> **REQUIREMENT**
Copy every one of the items below word for word, changing nothing in any line.

** START PROVIDED RECORDS **

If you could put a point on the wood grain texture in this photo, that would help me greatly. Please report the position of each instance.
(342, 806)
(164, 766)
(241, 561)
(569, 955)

** END PROVIDED RECORDS **

> **RESULT FOR THIS TASK**
If you could put a point on the wood grain texture in this photo, that would help me greatly. Please report the position of each instance.
(342, 806)
(164, 766)
(241, 561)
(569, 955)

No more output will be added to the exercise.